- _Set problem 1_:
Repeat, word for word, everything in the Ubuntu upgrade post from "As I deal with" down to "brick my system.".

- _Supplied text_:
>> begin

Whatever problems you have with drivers are likely going to have to wait, or you’ll have to install without updating.

My suggestion is, and unless I’m told otherwise will continue to be, hold off and just wait. Give it a few days or until someone says that this is fixed. Right now, don’t go through with the upgrade process as it will hose your system.

As I deal with people who use other distros, I’ll point out that this isn’t something unique to Ubuntu. Every distro I can think of has, at some point, released an update or two that broke the system. It happens.

While I hate saying to wait as I’m a firm believer in updating ASAP, I’m strongly suggesitng folks enter a holding pattern. I’m not sure if this impacts derivatives, so I’m suggesting they update via the terminal to see if a bunch of stuff is going to uninstall when they perform the upgrade. If so, they too should wait.

Is there a better way to turn off automatic upgrades besides apt removing unattended upgrades? (Which I also saw in qps and then unsuccessfully attempted to read about)
I was able to get the notifier turned off in the lxqt settings but see no option for the automatic ones, which could also brick my system.
I probably wouldn’t have noticed the issue if not for the notifier, but I had to disable it because it keeps popping up and eventually I’m going to misclick on it.

I am unsure what needs to be removed, but as long as I re-install things it should be fine, right?

>> end

- _Set problem 2_:
Report each line of the listing below that contains the string "rock", matching case.

- _Data excerpts_:
>> begin

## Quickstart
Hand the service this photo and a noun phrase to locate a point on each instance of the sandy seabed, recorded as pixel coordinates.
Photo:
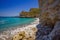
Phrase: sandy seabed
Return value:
(10, 33)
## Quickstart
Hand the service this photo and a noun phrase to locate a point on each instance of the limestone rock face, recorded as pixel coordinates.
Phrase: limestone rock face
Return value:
(50, 11)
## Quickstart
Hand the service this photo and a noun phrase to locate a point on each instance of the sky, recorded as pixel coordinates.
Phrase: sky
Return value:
(14, 7)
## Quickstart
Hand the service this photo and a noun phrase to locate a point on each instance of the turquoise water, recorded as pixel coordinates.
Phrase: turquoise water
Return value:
(6, 23)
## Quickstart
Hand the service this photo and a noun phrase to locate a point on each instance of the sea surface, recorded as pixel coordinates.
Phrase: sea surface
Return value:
(9, 22)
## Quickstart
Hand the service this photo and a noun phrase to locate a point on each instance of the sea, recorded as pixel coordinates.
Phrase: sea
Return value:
(12, 22)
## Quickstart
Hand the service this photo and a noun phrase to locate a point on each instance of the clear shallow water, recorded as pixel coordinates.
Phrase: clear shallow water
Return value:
(6, 23)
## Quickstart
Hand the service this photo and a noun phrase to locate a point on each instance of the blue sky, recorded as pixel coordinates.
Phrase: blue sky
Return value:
(14, 7)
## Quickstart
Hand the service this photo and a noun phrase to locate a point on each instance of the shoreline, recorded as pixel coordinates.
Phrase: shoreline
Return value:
(12, 32)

>> end

- _Exercise solution 1_:
As I deal with people who use other distros, I’ll point out that this isn’t something unique to Ubuntu. Every distro I can think of has, at some point, released an update or two that broke the system. It happens.

While I hate saying to wait as I’m a firm believer in updating ASAP, I’m strongly suggesitng folks enter a holding pattern. I’m not sure if this impacts derivatives, so I’m suggesting they update via the terminal to see if a bunch of stuff is going to uninstall when they perform the upgrade. If so, they too should wait.

Is there a better way to turn off automatic upgrades besides apt removing unattended upgrades? (Which I also saw in qps and then unsuccessfully attempted to read about)
I was able to get the notifier turned off in the lxqt settings but see no option for the automatic ones, which could also brick my system.

- _Exercise solution 2_:
Hand the service this photo and a noun phrase to locate a point on each instance of the limestone rock face, recorded as pixel coordinates.
Phrase: limestone rock face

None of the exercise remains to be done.